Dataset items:
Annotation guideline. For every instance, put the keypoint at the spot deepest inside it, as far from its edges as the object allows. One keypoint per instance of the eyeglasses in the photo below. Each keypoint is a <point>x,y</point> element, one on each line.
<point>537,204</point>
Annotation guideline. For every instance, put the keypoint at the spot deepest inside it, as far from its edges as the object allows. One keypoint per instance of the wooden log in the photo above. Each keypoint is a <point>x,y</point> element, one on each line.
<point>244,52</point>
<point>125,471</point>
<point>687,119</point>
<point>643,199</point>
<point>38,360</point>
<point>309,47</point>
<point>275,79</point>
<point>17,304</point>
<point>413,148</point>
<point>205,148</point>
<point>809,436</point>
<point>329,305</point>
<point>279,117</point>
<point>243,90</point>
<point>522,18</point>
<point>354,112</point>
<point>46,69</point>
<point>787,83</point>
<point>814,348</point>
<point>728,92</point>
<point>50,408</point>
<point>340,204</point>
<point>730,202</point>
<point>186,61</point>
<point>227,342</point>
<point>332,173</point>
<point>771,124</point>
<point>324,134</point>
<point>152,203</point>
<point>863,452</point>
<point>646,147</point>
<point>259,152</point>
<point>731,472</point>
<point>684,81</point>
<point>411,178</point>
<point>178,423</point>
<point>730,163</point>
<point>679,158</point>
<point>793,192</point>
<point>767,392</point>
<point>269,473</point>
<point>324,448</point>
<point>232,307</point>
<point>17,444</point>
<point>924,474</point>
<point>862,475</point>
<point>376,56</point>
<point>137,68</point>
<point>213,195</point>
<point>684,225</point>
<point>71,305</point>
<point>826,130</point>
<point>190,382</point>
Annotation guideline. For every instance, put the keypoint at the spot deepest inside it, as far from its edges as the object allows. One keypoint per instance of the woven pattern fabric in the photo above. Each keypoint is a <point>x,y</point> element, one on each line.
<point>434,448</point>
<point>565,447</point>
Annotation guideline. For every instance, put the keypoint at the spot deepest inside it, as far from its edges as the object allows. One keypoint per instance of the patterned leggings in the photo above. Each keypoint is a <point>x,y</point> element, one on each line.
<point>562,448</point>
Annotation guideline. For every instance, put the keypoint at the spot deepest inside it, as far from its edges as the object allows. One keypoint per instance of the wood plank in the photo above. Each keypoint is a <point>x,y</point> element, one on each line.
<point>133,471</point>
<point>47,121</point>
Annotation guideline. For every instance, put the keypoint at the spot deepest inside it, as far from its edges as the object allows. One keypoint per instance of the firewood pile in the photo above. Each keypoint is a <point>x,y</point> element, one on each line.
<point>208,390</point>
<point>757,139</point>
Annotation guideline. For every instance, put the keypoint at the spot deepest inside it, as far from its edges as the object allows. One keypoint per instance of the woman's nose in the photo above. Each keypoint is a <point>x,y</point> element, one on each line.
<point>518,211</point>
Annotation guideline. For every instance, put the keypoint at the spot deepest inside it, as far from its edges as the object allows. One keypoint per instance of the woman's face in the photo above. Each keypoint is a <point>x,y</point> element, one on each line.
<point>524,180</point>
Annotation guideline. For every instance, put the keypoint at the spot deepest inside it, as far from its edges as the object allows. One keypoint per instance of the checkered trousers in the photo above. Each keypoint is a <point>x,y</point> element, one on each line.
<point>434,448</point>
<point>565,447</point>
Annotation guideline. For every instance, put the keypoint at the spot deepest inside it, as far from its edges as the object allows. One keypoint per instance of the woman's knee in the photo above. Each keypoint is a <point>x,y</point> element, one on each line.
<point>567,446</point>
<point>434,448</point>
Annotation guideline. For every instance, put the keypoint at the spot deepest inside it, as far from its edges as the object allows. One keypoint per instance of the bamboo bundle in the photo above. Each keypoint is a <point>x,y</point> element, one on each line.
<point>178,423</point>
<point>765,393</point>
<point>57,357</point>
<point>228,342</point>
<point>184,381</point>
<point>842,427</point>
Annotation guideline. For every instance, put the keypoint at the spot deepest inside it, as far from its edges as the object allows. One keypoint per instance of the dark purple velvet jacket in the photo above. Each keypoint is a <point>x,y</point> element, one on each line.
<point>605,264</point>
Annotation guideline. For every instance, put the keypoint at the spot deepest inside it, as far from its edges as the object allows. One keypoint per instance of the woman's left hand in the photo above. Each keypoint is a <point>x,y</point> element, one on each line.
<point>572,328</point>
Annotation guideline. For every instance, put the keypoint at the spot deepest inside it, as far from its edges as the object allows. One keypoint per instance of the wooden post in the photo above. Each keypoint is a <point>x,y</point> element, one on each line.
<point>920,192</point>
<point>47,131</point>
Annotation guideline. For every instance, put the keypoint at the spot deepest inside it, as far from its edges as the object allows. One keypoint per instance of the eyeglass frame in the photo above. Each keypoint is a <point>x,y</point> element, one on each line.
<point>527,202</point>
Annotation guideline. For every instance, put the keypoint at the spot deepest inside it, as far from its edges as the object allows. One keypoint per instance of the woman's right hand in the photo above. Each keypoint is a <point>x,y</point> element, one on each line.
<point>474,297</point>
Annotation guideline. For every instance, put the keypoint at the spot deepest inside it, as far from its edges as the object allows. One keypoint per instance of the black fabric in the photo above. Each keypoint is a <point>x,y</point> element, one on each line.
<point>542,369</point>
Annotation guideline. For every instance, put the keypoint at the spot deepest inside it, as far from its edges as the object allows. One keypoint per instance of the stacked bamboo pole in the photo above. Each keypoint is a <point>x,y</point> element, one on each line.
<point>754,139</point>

### Task description:
With no line skipped, repeat the records exactly.

### Reply:
Annotation guideline. For every instance, put the keypoint at the spot deepest inside it, as far from its edges as the object allows. One keypoint per instance of the eyeglasses in the photo below. Each keypoint is a <point>x,y</point> element, one on each line.
<point>537,204</point>
Annotation guideline. For every instance, put the keypoint at the spot deepest inside it, as far from its edges as the object allows. One keypoint per instance of the wooden log in the photo above. Each keypoint is a <point>x,y</point> element, one on each line.
<point>244,52</point>
<point>125,471</point>
<point>687,119</point>
<point>643,199</point>
<point>38,360</point>
<point>309,47</point>
<point>275,79</point>
<point>17,304</point>
<point>413,148</point>
<point>205,148</point>
<point>809,436</point>
<point>329,305</point>
<point>279,117</point>
<point>243,90</point>
<point>522,18</point>
<point>354,112</point>
<point>46,69</point>
<point>787,83</point>
<point>814,348</point>
<point>728,92</point>
<point>50,408</point>
<point>340,204</point>
<point>730,202</point>
<point>186,61</point>
<point>227,342</point>
<point>332,173</point>
<point>771,124</point>
<point>324,134</point>
<point>152,203</point>
<point>863,452</point>
<point>646,147</point>
<point>259,152</point>
<point>731,472</point>
<point>684,81</point>
<point>411,178</point>
<point>178,423</point>
<point>730,163</point>
<point>679,158</point>
<point>793,192</point>
<point>767,392</point>
<point>269,473</point>
<point>324,448</point>
<point>232,307</point>
<point>17,444</point>
<point>924,474</point>
<point>862,475</point>
<point>376,56</point>
<point>137,68</point>
<point>213,195</point>
<point>684,225</point>
<point>71,305</point>
<point>826,130</point>
<point>190,382</point>
Annotation guideline. For every instance, put the keypoint at the spot deepest inside it, as far from its edges as the object allows. One keypoint per instance of the woven pattern fabric in the photo above. Each keypoint is a <point>x,y</point> element, one on each line.
<point>434,448</point>
<point>565,447</point>
Annotation guideline. For every instance, put the keypoint at the spot deepest inside it, as far from its edges as the object allows. One keypoint per instance of the patterned leggings in the photo above. Each keypoint is a <point>x,y</point> element, one on each line.
<point>562,448</point>
Annotation guideline. For every instance, put the keypoint at the spot deepest inside it, as far from its edges as the object allows. One keypoint per instance of the wood plank in the photo above. Each keypoint is a <point>x,y</point> element, one on each line.
<point>133,471</point>
<point>47,121</point>
Annotation guideline. For every instance, put the keypoint at the spot deepest inside it, as far from its edges as the object allows. One keypoint per instance of the firewood pile in the photo above. Each keypoint is a <point>x,y</point> element, one on each line.
<point>208,390</point>
<point>757,139</point>
Annotation guideline. For every instance, put the keypoint at the spot deepest inside it, as far from its edges as the object allows. One keypoint per instance of the woman's nose in the photo above. Each keypoint is a <point>x,y</point> element, one on each line.
<point>518,211</point>
Annotation guideline. For every instance, put the keypoint at the spot deepest inside it, as far from its edges as the object allows. One keypoint per instance of the woman's face in the photo above. Each keypoint is a <point>x,y</point> element, one on each line.
<point>524,180</point>
Annotation guideline. For every instance, put the keypoint at the spot deepest inside it, as far from its edges as the object allows. One keypoint per instance of the checkered trousers in the photo above. Each keypoint is a <point>x,y</point> element, one on each line.
<point>434,448</point>
<point>565,447</point>
Annotation guideline. For every instance, put the keypoint at the spot deepest inside it, as far from its edges as the object allows. One keypoint per instance of the woman's knee in the photo above. Each keypoint is a <point>x,y</point> element, one on each line.
<point>567,446</point>
<point>434,448</point>
Annotation guideline. For every instance, put the keypoint at the spot deepest inside it, as far from its edges as the object allows. One keypoint per instance of the bamboo bundle in the photo above. Each keypoint is a <point>x,y</point> element, one on each line.
<point>178,423</point>
<point>765,393</point>
<point>57,357</point>
<point>228,342</point>
<point>184,381</point>
<point>842,427</point>
Annotation guideline. For every instance, put the keypoint at the spot deepest inside it, as far from its edges as the object allows. One keypoint per instance of the dark purple velvet jacket in the photo above. Each keypoint is a <point>x,y</point> element, one on each line.
<point>605,264</point>
Annotation guideline. For every instance, put the keypoint at the spot deepest inside it, as far from its edges as the object allows. One keypoint per instance of the woman's left hand in the photo above. Each keypoint is a <point>x,y</point> element, one on each line.
<point>572,328</point>
Annotation guideline. For every instance, put the keypoint at the spot deepest inside it, as far from its edges as the object allows. One keypoint per instance of the wooden post in the photo above. Each keypoint is a <point>x,y</point> element, one on each line.
<point>920,192</point>
<point>47,131</point>
Annotation guideline. For every instance, put the keypoint at the spot deepest inside it, as far from its edges as the object allows. One keypoint per instance of the eyeglass frame in the photo above. Each keypoint is a <point>x,y</point> element, one on each line.
<point>527,202</point>
Annotation guideline. For every instance, put the keypoint at the spot deepest inside it, as far from its edges as the object allows. One keypoint per instance of the woman's right hand in the photo above. Each keypoint is a <point>x,y</point> element, one on each line.
<point>474,297</point>
Annotation guideline. For every instance, put the keypoint at the spot deepest inside it, as far from its edges as the object allows. One keypoint per instance of the black fabric in the photo above. Each keypoint is a <point>x,y</point> element, one on each line.
<point>542,369</point>
Annotation guideline. For every instance, put the keypoint at the spot deepest inside it, as far from its edges as the object allows. One keypoint per instance of the stacked bamboo pole in the photo above. Each keypoint is a <point>x,y</point> element, one on each line.
<point>754,139</point>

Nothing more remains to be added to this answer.